_Brief a_
Copy out the passage on potentia word for word, from its first line through its last.

>> start Reading text

The image below is from my original Potentia essay:

Potentia Spiral Final

I hold that an entity with vastly more potentia than all of humanity combined could easily conceive of higher “realities” than the paltry and current human-conceived notion of entropy. 

Higher potentia entities can conceive of higher and higher goals. 

Potentia’s unfolding seems to have “bubbled” up consciousness itself – this most morally relevant of all qualities. 

Certainly a universe filled with horrible super-sentient suffering or wonderful super-blissful sentience would be very different things. Surely if all future intelligences were just unconscious replicators, turning the universe to grey goo, this wouldn’t be a the only possible unraveling of all possible futures, not does it remotely seem like the best one.

I’d argue we should optimize for the continual blaze of the flame of life, the expansion of potentia that “bubbles” up new powers to keep life alive, and new potentially valuable things like (or vastly beyond) consciousness.

Might there be a great convergence on all possible minds in all possible directions universally align with “melting everything into thermodynamic randomness”?

Maybe. But it seems wildly likely that such an idea will and should itself be overcome – and to presume “all superminds beyond me won’t ever have goals beyond the melting down of all things into entropy” is a level of faith I don’t consider viable. 

It seems that some current things are “value” (in themselves, like sentience, or in an instrumental way to keep the flame of life itself alive and unfolding), and finding more of current value and expanding into new categories of powers and values is a higher and more generative goal than a total “meltdown.”

Implication 2: Encouraging a Total Lack of Governance, Standards, or Coordination

As mentioned in the previous section of this article, potentia and potestas are both important in bringing forth what we see as “progress.”

>> end Reading text

_Brief b_
Can you rewrite the entries below, from the line with "Objective — drop a marker on each instance of the umbrella" to the line with "[[823, 379]]", both included, as a JSON list of strings with one string per line and blank lines left out?

>> start Raw data

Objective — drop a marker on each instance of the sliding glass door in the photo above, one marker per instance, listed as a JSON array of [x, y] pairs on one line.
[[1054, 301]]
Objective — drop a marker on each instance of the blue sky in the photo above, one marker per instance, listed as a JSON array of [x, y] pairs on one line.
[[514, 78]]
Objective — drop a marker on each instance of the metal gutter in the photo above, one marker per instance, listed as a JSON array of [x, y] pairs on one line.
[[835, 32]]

>> end Raw data
>> start Raw data

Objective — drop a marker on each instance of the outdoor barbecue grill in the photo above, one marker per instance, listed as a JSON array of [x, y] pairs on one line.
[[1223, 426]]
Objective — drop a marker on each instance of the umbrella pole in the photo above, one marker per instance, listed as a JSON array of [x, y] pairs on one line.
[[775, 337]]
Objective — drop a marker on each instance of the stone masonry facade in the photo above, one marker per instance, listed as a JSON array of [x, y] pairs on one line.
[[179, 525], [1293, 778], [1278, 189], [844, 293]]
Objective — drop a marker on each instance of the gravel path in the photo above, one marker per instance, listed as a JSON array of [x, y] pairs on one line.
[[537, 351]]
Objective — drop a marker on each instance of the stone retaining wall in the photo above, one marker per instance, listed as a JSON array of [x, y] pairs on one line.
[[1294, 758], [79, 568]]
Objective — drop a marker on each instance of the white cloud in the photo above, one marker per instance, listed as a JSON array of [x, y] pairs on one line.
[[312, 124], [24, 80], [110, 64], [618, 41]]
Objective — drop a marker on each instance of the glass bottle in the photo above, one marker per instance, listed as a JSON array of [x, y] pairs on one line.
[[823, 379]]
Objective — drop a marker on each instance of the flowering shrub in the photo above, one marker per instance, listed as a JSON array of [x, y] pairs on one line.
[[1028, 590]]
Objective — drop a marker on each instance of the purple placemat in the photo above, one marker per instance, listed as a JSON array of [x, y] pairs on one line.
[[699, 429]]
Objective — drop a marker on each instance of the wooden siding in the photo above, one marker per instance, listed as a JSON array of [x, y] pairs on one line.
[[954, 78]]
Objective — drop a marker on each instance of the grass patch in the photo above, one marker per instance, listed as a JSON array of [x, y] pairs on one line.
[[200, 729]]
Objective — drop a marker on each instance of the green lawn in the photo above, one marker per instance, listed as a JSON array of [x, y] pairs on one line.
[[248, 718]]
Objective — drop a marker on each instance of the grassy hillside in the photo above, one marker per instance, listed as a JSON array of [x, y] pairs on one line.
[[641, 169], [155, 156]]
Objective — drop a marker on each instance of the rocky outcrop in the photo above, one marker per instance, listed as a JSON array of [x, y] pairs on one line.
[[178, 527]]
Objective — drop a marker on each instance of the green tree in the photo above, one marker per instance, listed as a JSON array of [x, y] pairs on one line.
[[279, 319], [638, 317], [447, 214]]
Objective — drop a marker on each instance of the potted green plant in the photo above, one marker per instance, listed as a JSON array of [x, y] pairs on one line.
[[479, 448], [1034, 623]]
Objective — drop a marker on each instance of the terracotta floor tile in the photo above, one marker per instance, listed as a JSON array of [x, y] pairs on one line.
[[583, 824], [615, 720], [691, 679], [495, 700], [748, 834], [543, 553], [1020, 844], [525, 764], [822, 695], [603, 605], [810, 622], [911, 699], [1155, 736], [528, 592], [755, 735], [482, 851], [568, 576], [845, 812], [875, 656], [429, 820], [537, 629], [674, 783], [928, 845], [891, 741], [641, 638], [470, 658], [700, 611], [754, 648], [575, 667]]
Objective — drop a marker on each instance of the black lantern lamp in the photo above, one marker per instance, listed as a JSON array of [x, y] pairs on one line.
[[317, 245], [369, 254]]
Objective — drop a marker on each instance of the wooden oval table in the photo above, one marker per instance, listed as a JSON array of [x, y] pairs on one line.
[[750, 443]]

>> end Raw data

_Task output a_
The image below is from my original Potentia essay:

Potentia Spiral Final

I hold that an entity with vastly more potentia than all of humanity combined could easily conceive of higher “realities” than the paltry and current human-conceived notion of entropy. 

Higher potentia entities can conceive of higher and higher goals. 

Potentia’s unfolding seems to have “bubbled” up consciousness itself – this most morally relevant of all qualities. 

Certainly a universe filled with horrible super-sentient suffering or wonderful super-blissful sentience would be very different things. Surely if all future intelligences were just unconscious replicators, turning the universe to grey goo, this wouldn’t be a the only possible unraveling of all possible futures, not does it remotely seem like the best one.

I’d argue we should optimize for the continual blaze of the flame of life, the expansion of potentia that “bubbles” up new powers to keep life alive, and new potentially valuable things like (or vastly beyond) consciousness.

Might there be a great convergence on all possible minds in all possible directions universally align with “melting everything into thermodynamic randomness”?

Maybe. But it seems wildly likely that such an idea will and should itself be overcome – and to presume “all superminds beyond me won’t ever have goals beyond the melting down of all things into entropy” is a level of faith I don’t consider viable. 

It seems that some current things are “value” (in themselves, like sentience, or in an instrumental way to keep the flame of life itself alive and unfolding), and finding more of current value and expanding into new categories of powers and values is a higher and more generative goal than a total “meltdown.”

Implication 2: Encouraging a Total Lack of Governance, Standards, or Coordination

As mentioned in the previous section of this article, potentia and potestas are both important in bringing forth what we see as “progress.”

_Task output b_
[
  "Objective — drop a marker on each instance of the umbrella pole in the photo above, one marker per instance, listed as a JSON array of [x, y] pairs on one line.",
  "[[775, 337]]",
  "Objective — drop a marker on each instance of the stone masonry facade in the photo above, one marker per instance, listed as a JSON array of [x, y] pairs on one line.",
  "[[179, 525], [1293, 778], [1278, 189], [844, 293]]",
  "Objective — drop a marker on each instance of the gravel path in the photo above, one marker per instance, listed as a JSON array of [x, y] pairs on one line.",
  "[[537, 351]]",
  "Objective — drop a marker on each instance of the stone retaining wall in the photo above, one marker per instance, listed as a JSON array of [x, y] pairs on one line.",
  "[[1294, 758], [79, 568]]",
  "Objective — drop a marker on each instance of the white cloud in the photo above, one marker per instance, listed as a JSON array of [x, y] pairs on one line.",
  "[[312, 124], [24, 80], [110, 64], [618, 41]]",
  "Objective — drop a marker on each instance of the glass bottle in the photo above, one marker per instance, listed as a JSON array of [x, y] pairs on one line.",
  "[[823, 379]]"
]